Region annotation entries ->
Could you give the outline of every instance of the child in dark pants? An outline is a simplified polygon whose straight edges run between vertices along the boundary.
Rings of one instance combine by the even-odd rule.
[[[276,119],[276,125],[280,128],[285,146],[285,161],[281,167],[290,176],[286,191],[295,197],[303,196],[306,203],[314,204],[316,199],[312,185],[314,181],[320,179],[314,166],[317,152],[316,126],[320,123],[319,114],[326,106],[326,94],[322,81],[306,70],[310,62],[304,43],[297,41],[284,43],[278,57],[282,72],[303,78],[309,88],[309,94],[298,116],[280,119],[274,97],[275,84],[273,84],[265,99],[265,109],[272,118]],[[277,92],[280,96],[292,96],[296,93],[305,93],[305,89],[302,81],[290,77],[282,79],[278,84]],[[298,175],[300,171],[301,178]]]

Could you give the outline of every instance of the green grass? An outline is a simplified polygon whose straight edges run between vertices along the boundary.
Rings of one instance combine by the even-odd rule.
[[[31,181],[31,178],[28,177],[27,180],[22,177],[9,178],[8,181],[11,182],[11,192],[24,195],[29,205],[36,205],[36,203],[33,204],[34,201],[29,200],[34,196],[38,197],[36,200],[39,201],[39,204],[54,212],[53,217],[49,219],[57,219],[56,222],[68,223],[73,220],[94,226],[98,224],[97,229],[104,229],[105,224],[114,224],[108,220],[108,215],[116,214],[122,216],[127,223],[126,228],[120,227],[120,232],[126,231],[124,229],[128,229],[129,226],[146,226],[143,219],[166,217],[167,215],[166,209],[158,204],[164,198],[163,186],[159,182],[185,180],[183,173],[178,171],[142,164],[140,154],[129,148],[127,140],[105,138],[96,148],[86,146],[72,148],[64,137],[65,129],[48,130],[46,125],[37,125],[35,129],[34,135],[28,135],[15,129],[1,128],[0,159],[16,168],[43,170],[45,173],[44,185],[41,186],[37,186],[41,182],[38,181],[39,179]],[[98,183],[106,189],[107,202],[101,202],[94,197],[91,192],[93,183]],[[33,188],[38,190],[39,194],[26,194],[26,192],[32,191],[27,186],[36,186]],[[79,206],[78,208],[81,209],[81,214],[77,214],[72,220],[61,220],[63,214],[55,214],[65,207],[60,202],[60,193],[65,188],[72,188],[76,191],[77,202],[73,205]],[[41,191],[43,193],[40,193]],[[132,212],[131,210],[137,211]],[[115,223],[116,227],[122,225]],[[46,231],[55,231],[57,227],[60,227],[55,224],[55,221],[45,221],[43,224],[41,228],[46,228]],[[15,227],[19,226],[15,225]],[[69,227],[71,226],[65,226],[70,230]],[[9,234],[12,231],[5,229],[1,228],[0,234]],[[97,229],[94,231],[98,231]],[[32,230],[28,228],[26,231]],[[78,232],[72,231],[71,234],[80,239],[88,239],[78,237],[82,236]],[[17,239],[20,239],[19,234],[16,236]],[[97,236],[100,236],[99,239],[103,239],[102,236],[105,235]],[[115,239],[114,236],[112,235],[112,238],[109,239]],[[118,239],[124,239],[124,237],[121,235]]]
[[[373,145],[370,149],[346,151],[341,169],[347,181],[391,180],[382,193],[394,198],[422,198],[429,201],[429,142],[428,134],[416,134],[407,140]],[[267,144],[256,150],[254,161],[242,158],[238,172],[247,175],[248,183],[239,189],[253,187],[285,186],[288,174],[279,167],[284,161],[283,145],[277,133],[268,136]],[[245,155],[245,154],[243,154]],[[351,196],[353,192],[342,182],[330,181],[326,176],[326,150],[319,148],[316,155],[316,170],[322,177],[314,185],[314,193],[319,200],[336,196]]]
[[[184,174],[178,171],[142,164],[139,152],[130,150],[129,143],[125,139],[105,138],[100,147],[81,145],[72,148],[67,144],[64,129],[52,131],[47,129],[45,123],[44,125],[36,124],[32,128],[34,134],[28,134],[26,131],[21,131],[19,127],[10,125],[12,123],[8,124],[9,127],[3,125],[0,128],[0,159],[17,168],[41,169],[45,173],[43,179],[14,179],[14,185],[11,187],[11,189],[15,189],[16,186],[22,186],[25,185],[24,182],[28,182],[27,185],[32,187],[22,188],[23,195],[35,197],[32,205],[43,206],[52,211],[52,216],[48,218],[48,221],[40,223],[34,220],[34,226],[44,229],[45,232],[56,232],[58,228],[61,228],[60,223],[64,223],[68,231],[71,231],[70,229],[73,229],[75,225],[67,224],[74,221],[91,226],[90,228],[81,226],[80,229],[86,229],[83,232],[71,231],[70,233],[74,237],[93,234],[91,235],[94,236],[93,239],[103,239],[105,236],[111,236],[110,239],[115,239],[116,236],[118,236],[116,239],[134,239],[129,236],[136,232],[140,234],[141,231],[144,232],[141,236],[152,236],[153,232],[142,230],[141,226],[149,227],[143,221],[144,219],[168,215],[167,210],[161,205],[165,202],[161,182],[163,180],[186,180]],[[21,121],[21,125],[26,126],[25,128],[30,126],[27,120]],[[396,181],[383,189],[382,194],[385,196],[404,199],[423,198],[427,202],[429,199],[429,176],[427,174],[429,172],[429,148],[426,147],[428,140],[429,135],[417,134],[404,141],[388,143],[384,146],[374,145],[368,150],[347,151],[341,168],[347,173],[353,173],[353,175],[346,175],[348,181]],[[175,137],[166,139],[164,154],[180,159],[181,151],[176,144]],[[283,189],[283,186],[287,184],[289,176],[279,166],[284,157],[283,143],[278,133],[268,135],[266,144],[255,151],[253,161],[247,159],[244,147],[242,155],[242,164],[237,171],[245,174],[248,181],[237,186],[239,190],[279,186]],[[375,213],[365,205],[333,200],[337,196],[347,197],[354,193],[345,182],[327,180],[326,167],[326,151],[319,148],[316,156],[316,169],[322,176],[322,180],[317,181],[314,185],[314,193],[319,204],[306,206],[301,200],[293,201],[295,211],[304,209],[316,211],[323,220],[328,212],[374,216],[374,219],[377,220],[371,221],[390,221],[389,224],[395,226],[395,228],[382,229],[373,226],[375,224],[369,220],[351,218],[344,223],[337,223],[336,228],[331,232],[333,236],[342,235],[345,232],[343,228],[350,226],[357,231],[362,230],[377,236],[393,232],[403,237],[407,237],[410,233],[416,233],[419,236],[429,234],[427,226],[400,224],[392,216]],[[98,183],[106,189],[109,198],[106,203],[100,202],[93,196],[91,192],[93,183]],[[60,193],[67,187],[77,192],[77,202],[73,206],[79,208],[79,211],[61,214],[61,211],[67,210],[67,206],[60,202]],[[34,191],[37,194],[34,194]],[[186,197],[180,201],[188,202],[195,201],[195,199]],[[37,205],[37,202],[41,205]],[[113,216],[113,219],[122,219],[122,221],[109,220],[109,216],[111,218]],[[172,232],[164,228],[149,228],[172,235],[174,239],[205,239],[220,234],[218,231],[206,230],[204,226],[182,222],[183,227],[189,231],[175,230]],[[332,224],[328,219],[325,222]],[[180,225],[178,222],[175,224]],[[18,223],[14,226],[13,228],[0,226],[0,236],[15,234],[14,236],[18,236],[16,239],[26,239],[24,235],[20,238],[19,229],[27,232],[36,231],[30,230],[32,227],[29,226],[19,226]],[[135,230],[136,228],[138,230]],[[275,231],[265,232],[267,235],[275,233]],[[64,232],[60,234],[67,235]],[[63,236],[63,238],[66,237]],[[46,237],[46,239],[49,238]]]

REQUEST -> Using the data above, output each line exactly.

RESPONSE FOR THIS EXERCISE ->
Could you give the outline of every instance of the child in dark pants? An outline is a simplified polygon whose straight edges run between vertices along the boundary.
Rings of one instance combine by the even-odd rule.
[[[276,119],[276,125],[280,128],[285,146],[285,161],[281,167],[290,176],[286,191],[295,197],[303,196],[306,203],[314,204],[316,199],[312,185],[314,181],[320,179],[314,166],[317,152],[316,126],[320,123],[319,114],[326,106],[326,94],[322,81],[306,70],[310,62],[304,43],[297,41],[284,43],[278,57],[282,72],[303,78],[309,88],[309,94],[298,116],[280,119],[274,97],[275,84],[273,84],[265,99],[265,109],[272,118]],[[277,92],[280,96],[292,96],[296,93],[305,93],[305,89],[302,81],[290,77],[282,79],[278,84]],[[298,175],[300,171],[301,178]]]

Could you give the outline of every instance of the green grass? An outline is a simplified polygon whose straight edges run between vertices along the boundary.
Rings of one instance combine by the even-odd rule.
[[[31,181],[31,178],[28,177],[27,180],[22,177],[9,178],[8,181],[11,182],[11,192],[24,195],[29,205],[36,205],[36,203],[33,204],[34,201],[29,200],[34,196],[38,197],[36,200],[39,201],[39,204],[54,212],[53,217],[49,219],[57,219],[56,222],[68,223],[73,220],[94,226],[98,224],[97,229],[104,229],[105,224],[114,224],[108,220],[108,215],[116,214],[122,216],[127,223],[126,228],[120,227],[120,232],[126,231],[124,229],[128,229],[129,226],[146,226],[143,219],[166,217],[167,215],[166,209],[158,204],[164,198],[163,186],[159,182],[185,180],[183,173],[178,171],[142,164],[140,154],[129,148],[127,140],[105,138],[96,148],[86,146],[72,148],[64,137],[65,129],[48,130],[46,125],[37,125],[35,129],[34,135],[28,135],[15,129],[1,128],[0,159],[16,168],[43,170],[45,173],[44,185],[41,186],[37,186],[41,182],[38,181],[39,179]],[[98,183],[106,189],[107,202],[101,202],[94,197],[91,192],[93,183]],[[33,188],[38,190],[39,194],[26,194],[26,192],[32,191],[27,186],[36,186]],[[79,206],[78,208],[81,209],[81,214],[77,214],[72,220],[61,220],[63,214],[55,214],[65,207],[60,202],[60,193],[65,188],[72,188],[76,191],[77,202],[73,205]],[[41,191],[43,193],[40,193]],[[132,212],[131,210],[137,211]],[[115,223],[116,227],[122,225]],[[46,231],[55,231],[57,227],[60,227],[55,224],[55,221],[45,221],[43,224],[41,228],[46,228]],[[15,227],[19,226],[15,225]],[[69,227],[71,226],[65,226],[70,230]],[[9,234],[12,231],[5,229],[1,228],[0,234]],[[97,229],[94,231],[98,231]],[[32,230],[28,228],[26,231]],[[78,232],[72,231],[71,234],[80,239],[88,239],[78,237],[82,236]],[[17,239],[20,239],[19,234],[16,236]],[[97,236],[100,236],[99,239],[103,239],[102,236],[105,235]],[[115,239],[114,236],[112,235],[112,238],[109,239]],[[118,239],[124,239],[124,237],[121,235]]]
[[[373,145],[370,149],[346,151],[341,169],[347,181],[391,180],[382,193],[394,198],[422,198],[429,201],[429,142],[428,134],[416,134],[407,140]],[[267,144],[256,150],[254,161],[242,158],[238,172],[247,175],[248,183],[239,189],[253,187],[285,186],[288,174],[279,167],[284,161],[283,145],[277,133],[268,136]],[[245,155],[245,154],[243,154]],[[351,196],[353,192],[342,182],[330,181],[326,176],[326,150],[319,148],[316,155],[316,170],[322,177],[314,185],[314,193],[319,200],[336,196]]]
[[[184,174],[178,171],[142,164],[139,152],[130,150],[129,143],[125,139],[105,138],[100,147],[81,145],[72,148],[67,144],[64,129],[52,131],[47,129],[45,123],[44,125],[36,124],[32,128],[34,134],[28,134],[26,131],[21,131],[19,127],[10,125],[12,123],[8,124],[9,127],[3,125],[0,128],[0,159],[17,168],[41,169],[45,173],[43,179],[14,179],[14,185],[11,187],[11,189],[15,189],[16,186],[22,186],[25,185],[24,182],[28,182],[27,185],[32,187],[22,188],[23,195],[35,197],[32,205],[43,206],[52,211],[52,216],[48,218],[48,221],[40,223],[34,220],[34,226],[44,229],[45,232],[56,232],[58,228],[61,228],[60,223],[64,223],[68,231],[71,231],[70,229],[73,229],[75,225],[67,224],[74,221],[91,226],[90,228],[81,226],[80,229],[86,229],[83,232],[71,231],[70,233],[74,237],[93,234],[91,235],[94,236],[93,239],[103,239],[105,236],[111,236],[110,239],[115,239],[116,236],[118,236],[116,239],[134,239],[129,236],[136,232],[140,234],[141,231],[144,232],[141,236],[152,236],[153,232],[142,230],[141,226],[149,227],[143,221],[144,219],[168,215],[167,210],[161,205],[165,202],[161,182],[163,180],[186,180]],[[21,121],[21,125],[26,126],[25,128],[30,126],[27,120]],[[396,181],[383,189],[382,194],[385,196],[404,199],[423,198],[427,202],[429,199],[429,176],[427,174],[429,172],[429,148],[426,147],[428,140],[429,135],[417,134],[404,141],[388,143],[384,146],[374,145],[368,150],[347,151],[341,168],[347,173],[353,173],[353,175],[346,175],[348,181]],[[175,137],[166,139],[164,154],[180,159],[181,151],[176,144]],[[283,189],[283,186],[287,184],[289,176],[279,166],[284,157],[283,143],[278,133],[268,135],[266,144],[255,151],[253,161],[247,159],[244,147],[242,155],[242,164],[237,171],[245,174],[248,181],[237,186],[239,190],[279,186]],[[375,213],[365,205],[333,200],[337,196],[347,197],[354,193],[345,182],[327,180],[326,167],[326,151],[319,148],[316,156],[316,169],[322,176],[322,180],[317,181],[314,185],[314,193],[319,204],[306,206],[301,200],[293,201],[295,211],[304,209],[316,211],[323,220],[328,212],[374,216],[374,219],[377,220],[371,221],[390,221],[389,224],[395,226],[395,228],[382,229],[373,226],[375,224],[369,220],[351,218],[344,223],[337,223],[336,228],[331,232],[333,236],[342,235],[345,232],[343,228],[350,226],[357,231],[362,230],[377,236],[393,232],[403,237],[407,237],[410,233],[416,233],[419,236],[429,234],[427,226],[400,224],[392,216]],[[98,183],[106,189],[109,198],[106,203],[100,202],[93,196],[91,192],[93,183]],[[60,193],[67,187],[77,192],[77,202],[73,206],[79,208],[79,211],[61,214],[61,211],[67,210],[67,206],[60,202]],[[34,191],[37,194],[34,194]],[[186,197],[180,201],[188,202],[195,201],[195,199]],[[37,205],[37,202],[41,205]],[[113,216],[113,219],[122,219],[122,221],[109,220],[109,216],[111,218]],[[172,232],[164,228],[149,228],[172,235],[174,239],[205,239],[220,234],[218,231],[206,230],[204,226],[182,222],[183,227],[189,231],[175,230]],[[332,224],[328,219],[325,222]],[[180,225],[178,222],[175,224]],[[18,223],[14,226],[13,228],[0,226],[0,236],[15,234],[14,236],[18,236],[16,239],[26,239],[24,235],[20,238],[19,229],[27,232],[36,231],[30,230],[32,227],[29,226],[19,226]],[[135,230],[136,228],[138,230]],[[275,231],[265,232],[267,235],[275,233]],[[64,232],[60,234],[67,235]],[[63,236],[63,238],[66,237]],[[46,237],[46,239],[49,238]]]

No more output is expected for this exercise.